→ **Source document**
+--
# Minx & Brooke in lilac



## mychisangel (May 6, 2005)

Some pics of Minx and Brooke in their new lilac polar fleece tops. I like them because they have a zip on the back (with a flap underneath) and they are so easy to get on and off. It's a gorgeous mid winter sunny day here today so I guess they could have done with sunshades in the outdoor shot.


----------



## Ruby's Ma (Jun 15, 2004)

GORGEOUS pics, GORGEOUS girls  What more could you want?  Love those sweethearts! They gotta have a playdate with Ruby sometime! Love the tops too


----------



## SunnyFLMum (Apr 21, 2005)

Gorgeous girls!! I love their tops!!!


----------



## Vanessa (May 16, 2005)

I love those pics in their new tops. They look so stylish. They are soooo.. cute.


----------



## colleen13 (Jul 10, 2004)

they are absolutely beautiful!!!


----------



## MyOwen (Mar 15, 2005)

Beautiful gals.. just gorgeous


----------



## xx-nathalie-xx (Jan 10, 2005)

they are both stunning !! i love their vests :wave: 

kisses nat


----------



## fizzy n kirbys mum (Jan 17, 2005)

your girls are so wonderful , they look great in thier tops  

I just wanna hug them .. 

( You take the most wonderful , great quality photos )


----------



## nabi (Nov 25, 2004)

Absolutely beautiful........love their tops...such a great color on them...
Winters day????LOL Where's the snow and the howling winds ???


----------



## chihuahua-lady (Apr 13, 2005)

awwww what great tops your chis are to cute


----------



## OzzyAndLilysMom (Mar 9, 2004)

oh bless it really is their colour


----------



## Iamafairy (Jan 26, 2005)

So so so so cute


----------



## Mia's Mom (Jan 25, 2005)
+--
→ **Material**
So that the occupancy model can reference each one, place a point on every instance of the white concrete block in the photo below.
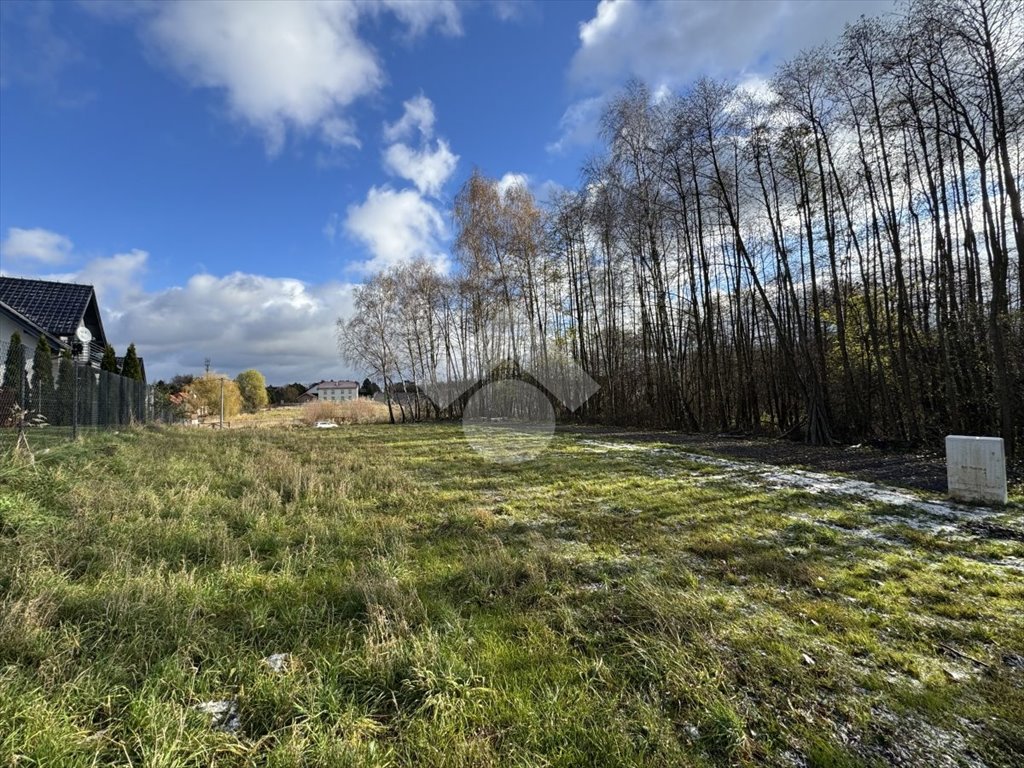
+--
→ **To-do list**
**A.** Repeat the passage from the Minx and Brooke thread that begins at the words "# Minx & Brooke" and stops after "(Jun 15, 2004)".
**B.** In the Minx and Brooke thread, what feature of the new tops does mychisangel say makes them easy to get on and off?
The material has no connection to the Minx and Brooke thread.

→ **Results in order**
**A.**
# Minx & Brooke in lilac



## mychisangel (May 6, 2005)

Some pics of Minx and Brooke in their new lilac polar fleece tops. I like them because they have a zip on the back (with a flap underneath) and they are so easy to get on and off. It's a gorgeous mid winter sunny day here today so I guess they could have done with sunshades in the outdoor shot.


----------



## Ruby's Ma (Jun 15, 2004)

**B.** They have a zip on the back, with a flap underneath.